» EXERCISE GOAL
Return the listing exactly. Keep no pictures.

» TASK DATA

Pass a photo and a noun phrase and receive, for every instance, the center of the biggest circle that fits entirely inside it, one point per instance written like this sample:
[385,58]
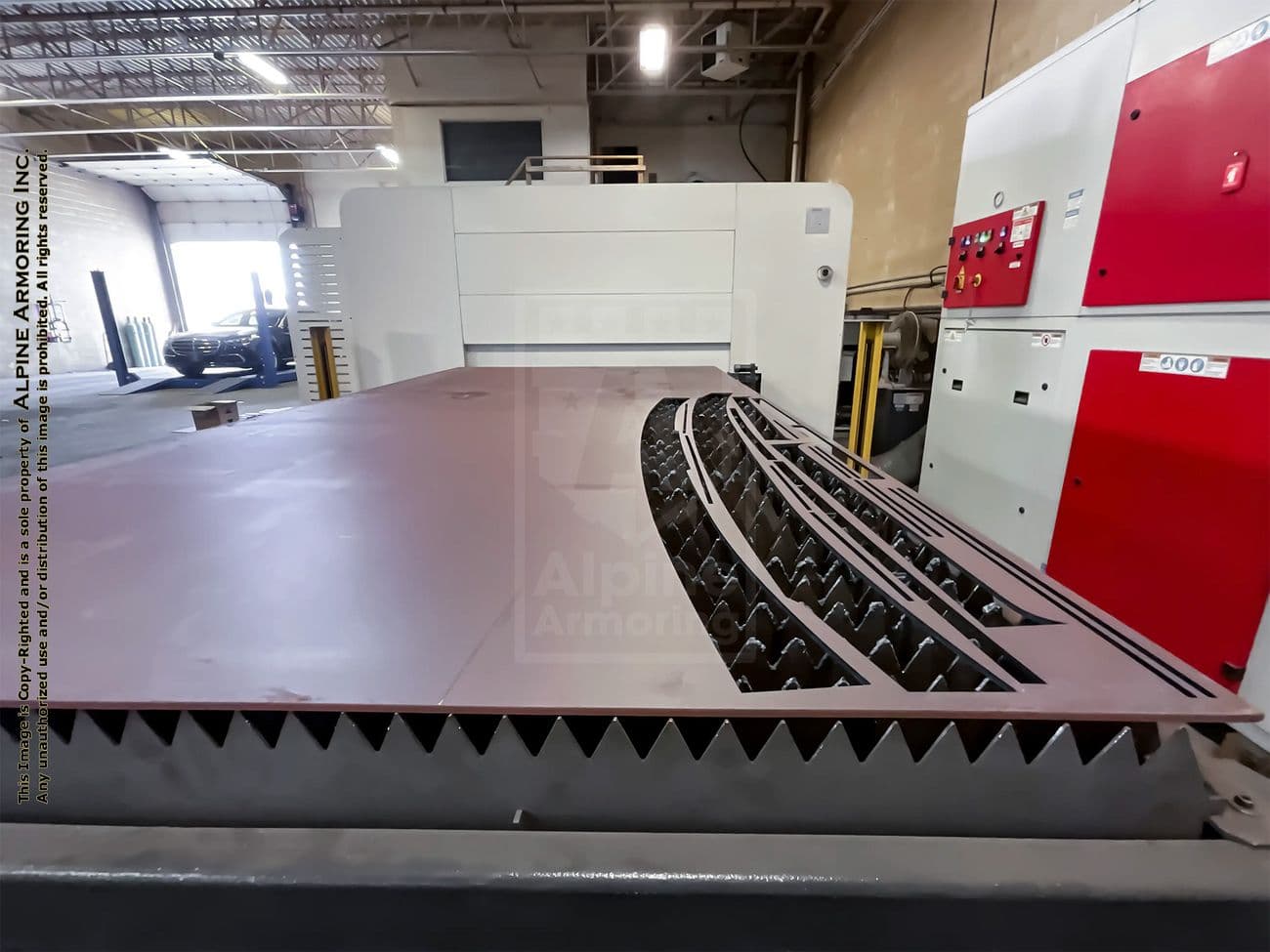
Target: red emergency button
[1233,178]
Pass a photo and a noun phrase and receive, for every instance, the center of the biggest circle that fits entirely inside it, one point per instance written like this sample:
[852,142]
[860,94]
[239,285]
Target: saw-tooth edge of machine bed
[623,598]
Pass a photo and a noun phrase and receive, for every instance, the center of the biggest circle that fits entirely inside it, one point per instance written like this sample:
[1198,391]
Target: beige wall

» WRITTEN REPLY
Pass a photo and a noun phrase and receive, for every instance, the center of the biggest circle that fits entirely inside it, one point per instance written like this sample:
[385,58]
Target: red emergency button
[1233,178]
Pass a photo and a noun phrase and receive, for every instance, the center of the biggest circle that fits entirely inside it, one point per instance written like this sample:
[852,142]
[860,94]
[239,285]
Target: saw-tooth edge of machine bed
[623,598]
Pass a photo and a noun phrase and receive, for every instance, the center of the biggest circle that fits entirely inside it, one point per instance written like this sample:
[1198,391]
Target: beige wall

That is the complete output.